[Task requirements]
- a) Translate this sentence from the elder abuse reporting passage into Spanish: "Another stakeholder observed that ‘the underreporting of elder abuse is the norm’."
- b) Carry on the passage about measuring elder abuse prevalence, starting after its final sentence.
[Document extract Boundary: Start]
2.36       Another stakeholder observed that ‘the underreporting of elder abuse is the norm’.[47] Macarthur Legal Centre suggested that significant gaps in reporting occur because of ‘the familial nature of much of this abuse’, and that ‘[m]any people may simply not be aware of the support services available’.[48]

2.37       While state-wide studies are valuable, as the Office of the Public Advocate (Qld) observed,

they are not a substitute for a national prevalence study, particularly if such a study collects data about the characteristics of perpetrators, victim, the specific abusive behaviours and the circumstances in which elder abuse has occurred.[49]

2.38       NARI and the Australian Association of Gerontology pointed to a number of things to be considered in establishing a prevalence study:

  • Data collection needs to distinguish between suspected, reported and confirmed abuse and consideration of who is reporting the incident. …

  • Elder abuse occurs in a variety of settings (home, community, aged care, hospitals, etc) and each have unique challenges for data collection.
[Document extract Boundary: End]
[Information given Boundary: Start]
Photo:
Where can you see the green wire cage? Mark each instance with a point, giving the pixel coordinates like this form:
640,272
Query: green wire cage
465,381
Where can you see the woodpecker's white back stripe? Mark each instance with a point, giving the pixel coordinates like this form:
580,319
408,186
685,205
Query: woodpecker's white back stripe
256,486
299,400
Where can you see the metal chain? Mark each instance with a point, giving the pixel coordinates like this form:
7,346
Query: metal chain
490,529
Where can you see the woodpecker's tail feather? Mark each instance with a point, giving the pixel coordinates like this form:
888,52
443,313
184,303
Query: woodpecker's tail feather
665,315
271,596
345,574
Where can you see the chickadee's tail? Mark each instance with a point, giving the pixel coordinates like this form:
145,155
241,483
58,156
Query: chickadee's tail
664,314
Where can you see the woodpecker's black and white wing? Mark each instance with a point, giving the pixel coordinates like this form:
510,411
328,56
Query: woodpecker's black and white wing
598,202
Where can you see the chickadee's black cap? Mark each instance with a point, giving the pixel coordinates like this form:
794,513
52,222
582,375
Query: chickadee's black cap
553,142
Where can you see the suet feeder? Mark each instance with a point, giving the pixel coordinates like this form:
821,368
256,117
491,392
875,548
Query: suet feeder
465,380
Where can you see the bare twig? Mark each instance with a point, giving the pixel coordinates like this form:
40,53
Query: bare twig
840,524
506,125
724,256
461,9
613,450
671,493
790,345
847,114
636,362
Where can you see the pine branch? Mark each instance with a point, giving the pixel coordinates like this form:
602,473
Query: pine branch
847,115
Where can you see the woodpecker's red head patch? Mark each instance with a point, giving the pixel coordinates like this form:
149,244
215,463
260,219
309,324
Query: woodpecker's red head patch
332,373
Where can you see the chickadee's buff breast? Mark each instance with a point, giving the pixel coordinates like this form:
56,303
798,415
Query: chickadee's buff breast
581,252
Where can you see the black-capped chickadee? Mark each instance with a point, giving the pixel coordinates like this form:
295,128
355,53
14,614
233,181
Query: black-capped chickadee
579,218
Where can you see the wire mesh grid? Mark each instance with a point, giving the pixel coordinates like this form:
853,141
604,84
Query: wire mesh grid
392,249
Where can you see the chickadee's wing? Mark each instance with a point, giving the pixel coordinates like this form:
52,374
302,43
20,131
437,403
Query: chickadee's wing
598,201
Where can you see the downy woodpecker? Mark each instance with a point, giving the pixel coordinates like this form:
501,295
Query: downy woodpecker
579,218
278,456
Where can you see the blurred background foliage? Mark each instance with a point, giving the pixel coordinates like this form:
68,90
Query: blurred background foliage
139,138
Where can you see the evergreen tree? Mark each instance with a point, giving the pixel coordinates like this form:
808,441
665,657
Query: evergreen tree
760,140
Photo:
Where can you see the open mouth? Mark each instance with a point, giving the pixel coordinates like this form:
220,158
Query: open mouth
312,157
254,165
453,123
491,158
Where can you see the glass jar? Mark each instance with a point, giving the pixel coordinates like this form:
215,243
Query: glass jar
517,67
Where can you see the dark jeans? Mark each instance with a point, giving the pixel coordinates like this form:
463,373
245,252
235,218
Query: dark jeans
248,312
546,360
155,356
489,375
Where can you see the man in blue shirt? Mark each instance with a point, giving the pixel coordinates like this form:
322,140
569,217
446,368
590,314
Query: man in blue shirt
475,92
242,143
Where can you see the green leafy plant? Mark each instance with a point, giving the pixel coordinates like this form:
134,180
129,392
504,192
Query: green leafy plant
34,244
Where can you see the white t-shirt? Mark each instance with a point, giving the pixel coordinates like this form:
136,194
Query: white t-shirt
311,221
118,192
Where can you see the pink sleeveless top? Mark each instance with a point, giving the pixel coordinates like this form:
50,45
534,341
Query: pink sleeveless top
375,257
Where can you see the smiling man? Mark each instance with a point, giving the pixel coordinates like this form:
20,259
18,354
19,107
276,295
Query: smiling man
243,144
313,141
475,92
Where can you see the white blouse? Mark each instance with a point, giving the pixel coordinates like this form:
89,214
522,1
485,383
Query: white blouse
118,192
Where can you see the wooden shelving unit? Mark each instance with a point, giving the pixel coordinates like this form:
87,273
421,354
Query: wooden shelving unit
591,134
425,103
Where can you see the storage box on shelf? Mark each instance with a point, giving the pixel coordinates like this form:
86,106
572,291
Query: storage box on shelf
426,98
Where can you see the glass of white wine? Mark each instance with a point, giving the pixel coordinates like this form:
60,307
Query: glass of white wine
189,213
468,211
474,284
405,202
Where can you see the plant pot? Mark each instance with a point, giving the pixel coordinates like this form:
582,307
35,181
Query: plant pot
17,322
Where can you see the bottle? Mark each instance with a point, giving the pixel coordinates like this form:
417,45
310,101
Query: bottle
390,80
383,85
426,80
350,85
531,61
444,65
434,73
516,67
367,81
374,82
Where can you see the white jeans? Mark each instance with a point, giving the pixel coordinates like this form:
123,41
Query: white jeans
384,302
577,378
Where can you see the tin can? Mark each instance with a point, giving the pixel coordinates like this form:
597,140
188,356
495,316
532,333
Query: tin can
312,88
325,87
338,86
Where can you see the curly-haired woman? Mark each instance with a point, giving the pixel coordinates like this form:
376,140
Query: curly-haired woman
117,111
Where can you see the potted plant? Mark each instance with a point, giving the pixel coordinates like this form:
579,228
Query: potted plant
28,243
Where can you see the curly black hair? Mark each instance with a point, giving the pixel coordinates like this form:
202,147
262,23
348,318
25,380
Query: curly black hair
[Information given Boundary: End]
[Results in order]
- a) Otra parte interesada observó que «la falta de denuncia del maltrato a las personas mayores es la norma».

- b)
  • Lack of awareness around what constitutes elder abuse—some older people may not recognise their situation as abusive, while some professionals may not be able to identify abuse being experienced by their clients.

  • Staff from agencies identifying potential abuse can be reluctant to label a situation abusive without further investigation or evidence, which could lead to under reporting.

  • How to identify occurrence of neglect and self-neglect.

  • How a person’s cognition and capacity can affect their ability to identify and act on abuse.

  • Diversity of older people and communities (including people in rural and regional areas; people with diverse gender and sexual identities; people from culturally and linguistically diverse backgrounds; Aboriginal and Torres Strait Islander people; people with disabilities)—What is considered abusive behaviour may differ depending on cultural norms of different communities, which can affect knowledge of extent. …

  • The consequences of reporting abuse—the inherent power imbalance between individuals and institutions may discourage people from reporting abuse, making it difficult to accurately measure.

  • Types of abuse—prevalence is likely to vary between different types of abuse.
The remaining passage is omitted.